▸ Exercise
Report every line in the entries below that contains the string "rear", reproducing each such line in full. The match is case-sensitive.

▸ Input data

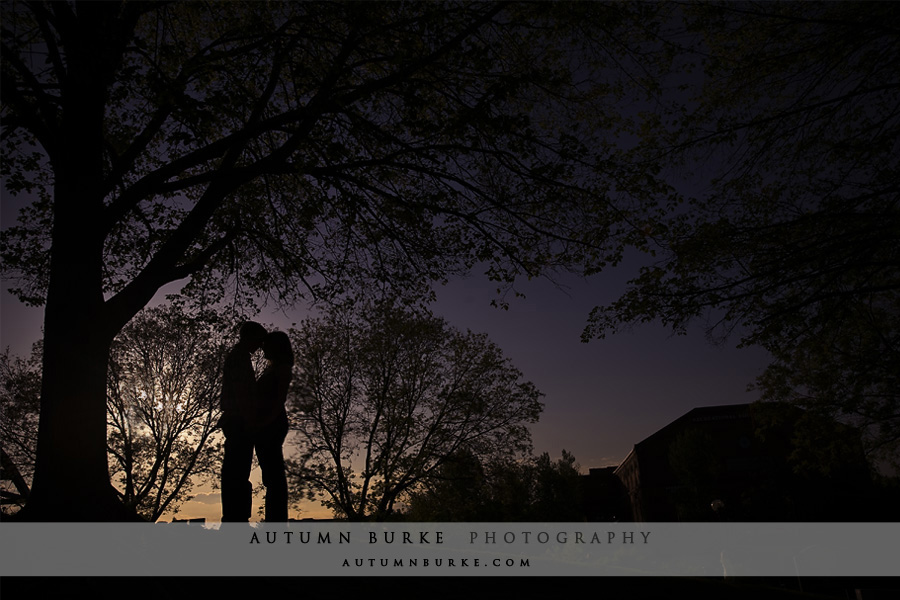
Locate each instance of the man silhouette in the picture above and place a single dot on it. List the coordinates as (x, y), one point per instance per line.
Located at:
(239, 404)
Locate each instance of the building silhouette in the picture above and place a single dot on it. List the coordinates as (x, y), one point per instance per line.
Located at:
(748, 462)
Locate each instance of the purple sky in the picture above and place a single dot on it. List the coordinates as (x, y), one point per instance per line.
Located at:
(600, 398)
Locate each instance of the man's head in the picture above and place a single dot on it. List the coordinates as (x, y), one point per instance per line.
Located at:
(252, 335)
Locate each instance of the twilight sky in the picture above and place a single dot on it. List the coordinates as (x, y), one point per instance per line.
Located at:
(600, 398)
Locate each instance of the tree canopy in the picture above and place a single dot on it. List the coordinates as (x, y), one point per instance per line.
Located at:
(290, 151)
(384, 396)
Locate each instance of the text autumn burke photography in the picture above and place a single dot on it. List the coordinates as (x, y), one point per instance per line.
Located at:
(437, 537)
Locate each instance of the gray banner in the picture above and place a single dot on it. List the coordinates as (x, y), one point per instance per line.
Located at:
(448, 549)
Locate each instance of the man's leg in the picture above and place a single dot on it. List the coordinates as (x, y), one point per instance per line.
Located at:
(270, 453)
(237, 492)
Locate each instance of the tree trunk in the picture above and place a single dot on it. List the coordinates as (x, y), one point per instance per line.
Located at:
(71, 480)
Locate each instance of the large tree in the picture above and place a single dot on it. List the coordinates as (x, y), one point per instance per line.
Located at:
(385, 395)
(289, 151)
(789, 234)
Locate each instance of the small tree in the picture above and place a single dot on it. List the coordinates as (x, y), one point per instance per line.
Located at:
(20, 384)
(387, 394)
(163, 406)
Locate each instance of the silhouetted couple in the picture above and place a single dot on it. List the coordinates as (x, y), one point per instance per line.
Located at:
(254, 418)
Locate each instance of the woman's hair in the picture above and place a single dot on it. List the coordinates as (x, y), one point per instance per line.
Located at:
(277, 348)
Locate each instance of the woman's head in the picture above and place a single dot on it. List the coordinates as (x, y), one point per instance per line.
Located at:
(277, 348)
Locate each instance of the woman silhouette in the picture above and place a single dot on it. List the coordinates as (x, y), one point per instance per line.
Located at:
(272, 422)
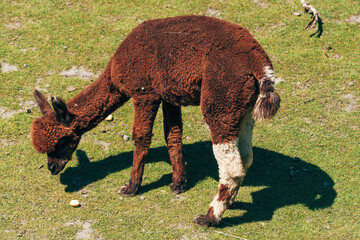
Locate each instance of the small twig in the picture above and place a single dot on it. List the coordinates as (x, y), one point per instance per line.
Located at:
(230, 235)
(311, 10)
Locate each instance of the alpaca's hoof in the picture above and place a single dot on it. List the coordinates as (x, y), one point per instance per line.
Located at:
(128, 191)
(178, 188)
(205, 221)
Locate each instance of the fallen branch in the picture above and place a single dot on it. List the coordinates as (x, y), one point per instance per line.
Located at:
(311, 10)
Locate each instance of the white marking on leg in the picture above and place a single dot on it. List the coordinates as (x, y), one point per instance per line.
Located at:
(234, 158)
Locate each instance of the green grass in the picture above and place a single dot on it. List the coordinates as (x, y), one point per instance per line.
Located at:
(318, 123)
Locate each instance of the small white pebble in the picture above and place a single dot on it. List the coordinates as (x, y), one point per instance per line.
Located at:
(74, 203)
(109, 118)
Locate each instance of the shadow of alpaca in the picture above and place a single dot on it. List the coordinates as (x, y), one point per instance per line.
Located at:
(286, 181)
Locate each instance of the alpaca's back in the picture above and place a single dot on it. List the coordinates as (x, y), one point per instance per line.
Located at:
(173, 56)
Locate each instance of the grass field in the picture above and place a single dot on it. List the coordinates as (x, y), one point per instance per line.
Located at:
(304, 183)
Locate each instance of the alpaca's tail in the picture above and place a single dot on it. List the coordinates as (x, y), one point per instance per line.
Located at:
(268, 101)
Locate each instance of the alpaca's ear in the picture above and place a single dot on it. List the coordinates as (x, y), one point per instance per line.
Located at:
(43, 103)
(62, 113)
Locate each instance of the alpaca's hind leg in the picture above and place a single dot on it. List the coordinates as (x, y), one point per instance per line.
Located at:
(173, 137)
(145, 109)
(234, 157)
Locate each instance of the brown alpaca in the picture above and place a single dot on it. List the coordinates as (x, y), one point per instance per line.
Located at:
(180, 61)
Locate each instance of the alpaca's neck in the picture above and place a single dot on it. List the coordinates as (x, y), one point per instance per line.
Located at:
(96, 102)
...
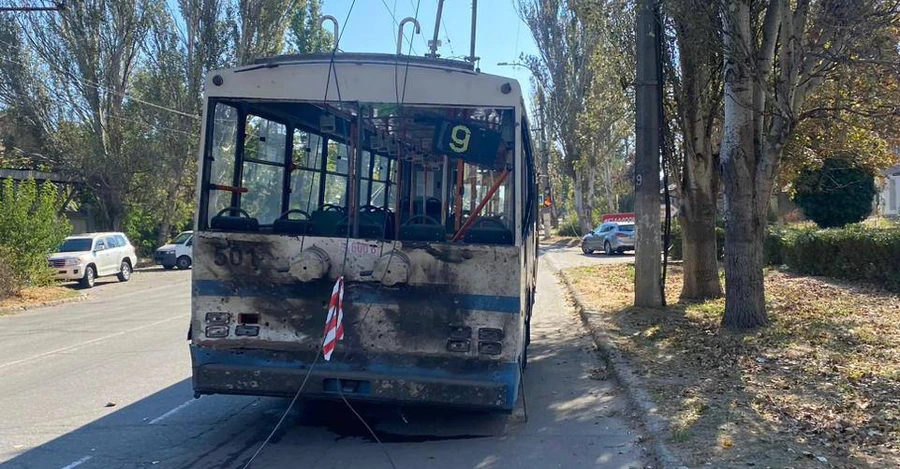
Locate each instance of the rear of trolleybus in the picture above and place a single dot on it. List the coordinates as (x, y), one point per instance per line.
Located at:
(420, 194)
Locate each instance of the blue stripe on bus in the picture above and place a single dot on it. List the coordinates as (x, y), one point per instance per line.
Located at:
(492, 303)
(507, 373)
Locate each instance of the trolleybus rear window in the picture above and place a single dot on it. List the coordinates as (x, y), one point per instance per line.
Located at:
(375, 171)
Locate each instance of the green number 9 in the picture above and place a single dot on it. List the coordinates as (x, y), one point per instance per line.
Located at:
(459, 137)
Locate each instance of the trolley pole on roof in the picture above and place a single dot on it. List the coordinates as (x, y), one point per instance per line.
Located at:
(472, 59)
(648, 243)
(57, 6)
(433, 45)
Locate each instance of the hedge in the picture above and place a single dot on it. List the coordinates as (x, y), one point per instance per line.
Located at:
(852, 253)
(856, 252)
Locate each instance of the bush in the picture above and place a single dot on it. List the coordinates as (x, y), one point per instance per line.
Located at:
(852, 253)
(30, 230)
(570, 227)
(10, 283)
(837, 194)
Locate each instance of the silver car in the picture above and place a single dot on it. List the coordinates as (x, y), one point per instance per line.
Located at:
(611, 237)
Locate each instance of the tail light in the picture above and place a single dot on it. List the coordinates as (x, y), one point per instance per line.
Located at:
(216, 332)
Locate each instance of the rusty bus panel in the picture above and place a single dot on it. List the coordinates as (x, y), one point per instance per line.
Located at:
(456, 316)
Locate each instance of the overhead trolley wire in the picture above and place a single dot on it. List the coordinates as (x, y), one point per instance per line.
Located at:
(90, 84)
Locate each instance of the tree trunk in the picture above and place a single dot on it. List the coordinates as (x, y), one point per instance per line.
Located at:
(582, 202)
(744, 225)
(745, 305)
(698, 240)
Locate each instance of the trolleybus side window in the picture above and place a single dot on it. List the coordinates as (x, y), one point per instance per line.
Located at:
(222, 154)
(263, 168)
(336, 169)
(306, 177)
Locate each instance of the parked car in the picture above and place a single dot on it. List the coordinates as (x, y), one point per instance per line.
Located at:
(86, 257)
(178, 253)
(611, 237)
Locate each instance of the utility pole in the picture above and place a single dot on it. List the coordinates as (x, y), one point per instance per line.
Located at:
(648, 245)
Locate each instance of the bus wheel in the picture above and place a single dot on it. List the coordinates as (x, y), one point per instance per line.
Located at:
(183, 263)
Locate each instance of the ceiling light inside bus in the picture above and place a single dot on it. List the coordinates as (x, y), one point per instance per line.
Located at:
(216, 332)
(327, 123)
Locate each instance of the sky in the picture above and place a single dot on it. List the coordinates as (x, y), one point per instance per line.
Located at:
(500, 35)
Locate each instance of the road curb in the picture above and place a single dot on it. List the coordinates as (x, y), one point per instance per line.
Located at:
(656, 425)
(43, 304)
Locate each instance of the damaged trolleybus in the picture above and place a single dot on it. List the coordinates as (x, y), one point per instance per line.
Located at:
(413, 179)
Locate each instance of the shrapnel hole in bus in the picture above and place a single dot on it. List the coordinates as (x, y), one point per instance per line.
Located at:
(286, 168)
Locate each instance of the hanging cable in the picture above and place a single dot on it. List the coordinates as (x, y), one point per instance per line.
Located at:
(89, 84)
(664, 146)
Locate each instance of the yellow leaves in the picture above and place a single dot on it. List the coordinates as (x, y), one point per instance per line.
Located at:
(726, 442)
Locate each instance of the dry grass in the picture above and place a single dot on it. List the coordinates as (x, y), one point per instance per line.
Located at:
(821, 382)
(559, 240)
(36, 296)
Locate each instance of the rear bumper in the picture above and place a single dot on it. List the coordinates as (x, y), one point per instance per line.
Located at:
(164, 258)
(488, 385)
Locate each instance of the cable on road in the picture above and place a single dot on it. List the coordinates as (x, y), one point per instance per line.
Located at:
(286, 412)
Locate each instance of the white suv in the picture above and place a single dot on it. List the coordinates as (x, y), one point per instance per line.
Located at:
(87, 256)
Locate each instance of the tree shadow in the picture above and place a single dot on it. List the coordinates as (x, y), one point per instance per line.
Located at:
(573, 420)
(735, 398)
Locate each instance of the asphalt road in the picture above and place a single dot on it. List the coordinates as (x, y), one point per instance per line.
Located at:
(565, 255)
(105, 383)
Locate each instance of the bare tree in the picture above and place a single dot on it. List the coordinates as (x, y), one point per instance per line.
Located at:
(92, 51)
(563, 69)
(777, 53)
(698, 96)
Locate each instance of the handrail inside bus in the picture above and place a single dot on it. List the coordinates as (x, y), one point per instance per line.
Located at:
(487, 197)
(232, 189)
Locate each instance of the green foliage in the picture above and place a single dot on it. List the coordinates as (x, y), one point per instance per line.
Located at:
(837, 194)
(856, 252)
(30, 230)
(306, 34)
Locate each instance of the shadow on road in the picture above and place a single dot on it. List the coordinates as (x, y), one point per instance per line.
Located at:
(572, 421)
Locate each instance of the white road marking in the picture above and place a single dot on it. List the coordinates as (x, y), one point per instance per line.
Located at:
--
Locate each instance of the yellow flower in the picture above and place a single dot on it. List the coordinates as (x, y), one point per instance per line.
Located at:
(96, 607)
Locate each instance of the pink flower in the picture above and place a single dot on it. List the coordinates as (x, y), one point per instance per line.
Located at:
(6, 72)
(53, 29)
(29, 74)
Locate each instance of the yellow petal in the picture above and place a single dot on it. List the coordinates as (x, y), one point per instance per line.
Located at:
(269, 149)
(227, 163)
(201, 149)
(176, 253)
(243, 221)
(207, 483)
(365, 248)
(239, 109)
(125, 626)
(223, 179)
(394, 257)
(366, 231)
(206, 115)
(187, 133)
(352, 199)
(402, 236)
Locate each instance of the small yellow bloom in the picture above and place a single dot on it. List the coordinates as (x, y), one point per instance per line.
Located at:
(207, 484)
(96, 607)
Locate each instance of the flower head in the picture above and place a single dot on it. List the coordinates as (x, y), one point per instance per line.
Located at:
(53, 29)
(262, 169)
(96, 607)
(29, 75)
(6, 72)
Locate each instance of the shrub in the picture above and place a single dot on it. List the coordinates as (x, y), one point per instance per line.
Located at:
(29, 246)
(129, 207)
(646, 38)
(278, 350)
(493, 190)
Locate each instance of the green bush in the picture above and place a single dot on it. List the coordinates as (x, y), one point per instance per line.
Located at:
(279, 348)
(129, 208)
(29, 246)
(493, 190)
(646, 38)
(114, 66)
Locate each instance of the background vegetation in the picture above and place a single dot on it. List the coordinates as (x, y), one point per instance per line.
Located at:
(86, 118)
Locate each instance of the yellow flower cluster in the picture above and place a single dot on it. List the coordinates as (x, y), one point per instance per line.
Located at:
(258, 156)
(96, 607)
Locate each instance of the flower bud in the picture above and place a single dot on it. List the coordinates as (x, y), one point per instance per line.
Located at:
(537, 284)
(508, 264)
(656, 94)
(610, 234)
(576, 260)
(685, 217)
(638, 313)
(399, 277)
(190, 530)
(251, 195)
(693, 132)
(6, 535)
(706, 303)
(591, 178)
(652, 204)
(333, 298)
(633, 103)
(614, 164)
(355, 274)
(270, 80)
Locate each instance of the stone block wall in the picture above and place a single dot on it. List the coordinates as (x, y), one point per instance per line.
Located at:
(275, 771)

▸ Output of the task
Locate each instance of the rear of trolleybus in the picture above and place a single dot on it. List the coordinates as (x, y), one point per instance per line.
Locate each instance of the trolleybus rear window in the picture above and place a single dot on it. List the coordinates as (x, y), one point per instance per line.
Locate each instance of the rear bumper in the picture above and place a single dot on it. List the coordinates as (x, y), one point per instance per line.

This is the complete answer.